O sr. Presidente: - Parece-me ser melhor enviar os documentos ao sr. ministro da fazenda, para s. exa. os examinar, e poder declarar, ainda n'esta sessão, se não ha inconveniente na publicação.

O sr. Miguel Osorio: - Concordo com a opinião de v. exa., mas peço-lhe o favor de consultar a camara sobre se permitte a publicação, no caso de não haver inconveniente em que ella se faça.

O sr. Presidente: - Consultarei a camara depois de ter ouvido a opinião do sr. ministro da fazenda.

O sr. Mártens Ferrão: - Mando para a mesa o parecer da commissão de fazenda sobre os projectos de lei de receita e despeza do estado.

(Leu-se na mesa.)

O sr. Presidente: - O sr. Mártens Ferrão, na qualidade de relator da commissão de fazenda, mandou para a mesa o parecer sobre o orçamento do estado.

Devo prevenir a camara que da outra casa do parlamento veiu grande numero de exemplares do parecer da commissão de fazenda d'aquella casa, que vou mandar distribuir já pelos dignos pares presentes, e aos ausentes serão entregues nas suas residencias. Parece-me, pois, que a unica cousa, que ha a fazer, o mandar imprimir o parecer da commissão d'esta camara, sem os outros documentos, porque estes estão incluidos no parecer da commissão da outra casa, que vae ser distribuido.

» DADOS EXTRAÍDOS
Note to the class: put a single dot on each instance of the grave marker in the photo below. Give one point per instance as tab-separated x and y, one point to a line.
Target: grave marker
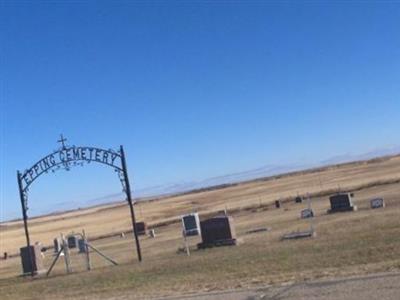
217	231
141	228
298	199
32	260
191	224
307	213
72	241
277	203
341	202
377	203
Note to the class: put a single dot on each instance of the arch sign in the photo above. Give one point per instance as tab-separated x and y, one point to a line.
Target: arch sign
65	158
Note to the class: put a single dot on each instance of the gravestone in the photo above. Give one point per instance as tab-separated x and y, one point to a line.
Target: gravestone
57	245
33	262
341	202
307	213
277	203
141	228
191	224
217	231
377	203
298	199
72	241
82	246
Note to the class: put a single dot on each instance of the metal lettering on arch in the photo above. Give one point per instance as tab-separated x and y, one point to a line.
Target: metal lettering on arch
67	157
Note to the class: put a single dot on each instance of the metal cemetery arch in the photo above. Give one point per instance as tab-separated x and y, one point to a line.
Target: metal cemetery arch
65	158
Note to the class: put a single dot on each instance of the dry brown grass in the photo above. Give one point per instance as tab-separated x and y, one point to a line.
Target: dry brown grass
348	243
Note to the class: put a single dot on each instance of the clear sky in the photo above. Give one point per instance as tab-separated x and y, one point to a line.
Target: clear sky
191	89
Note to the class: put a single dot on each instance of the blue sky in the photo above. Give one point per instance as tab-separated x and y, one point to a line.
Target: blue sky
191	89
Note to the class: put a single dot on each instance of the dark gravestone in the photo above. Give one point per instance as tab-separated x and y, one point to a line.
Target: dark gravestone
341	202
307	213
191	225
82	246
377	203
217	231
57	245
32	260
72	241
141	228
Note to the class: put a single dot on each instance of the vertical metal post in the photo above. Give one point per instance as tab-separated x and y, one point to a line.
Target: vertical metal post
88	265
66	254
129	198
25	217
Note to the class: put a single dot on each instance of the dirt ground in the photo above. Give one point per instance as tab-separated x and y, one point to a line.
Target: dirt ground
377	286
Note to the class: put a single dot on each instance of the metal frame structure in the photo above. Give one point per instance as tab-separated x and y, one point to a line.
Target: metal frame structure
65	158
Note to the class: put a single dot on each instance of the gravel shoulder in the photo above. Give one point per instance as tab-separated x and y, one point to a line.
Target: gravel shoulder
384	286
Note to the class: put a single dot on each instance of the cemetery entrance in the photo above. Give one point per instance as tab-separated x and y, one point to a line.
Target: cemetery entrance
65	158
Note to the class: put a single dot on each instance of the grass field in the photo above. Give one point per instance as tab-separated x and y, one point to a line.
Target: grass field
359	242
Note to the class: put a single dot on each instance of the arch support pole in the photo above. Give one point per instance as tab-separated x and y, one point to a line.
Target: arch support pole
129	198
25	218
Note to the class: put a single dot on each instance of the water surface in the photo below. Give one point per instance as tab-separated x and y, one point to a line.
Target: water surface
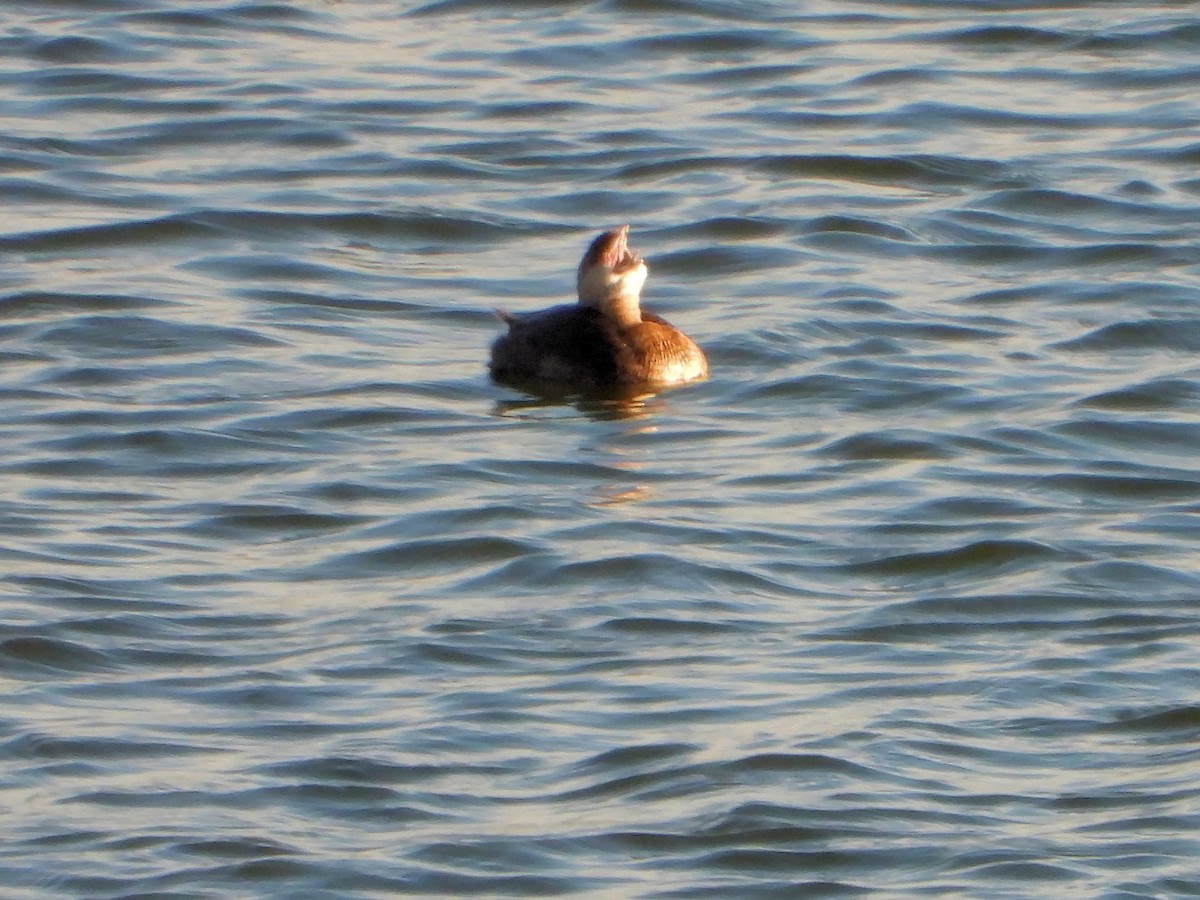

» INSTRUÇÕES DA TAREFA
Reescreva de forma mais breve o parágrafo do texto fornecido que começa com "Devo prevenir a camara", mantendo os fatos principais.

» RESPOSTA ESCRITA
Chegaram da outra casa do parlamento muitos exemplares do parecer da comissão de fazenda daquela casa. Eles serão distribuídos já aos pares presentes e entregues nas residências dos ausentes. Assim, basta mandar imprimir o parecer da comissão desta câmara, sem os outros documentos, que já estão incluídos no parecer da outra casa.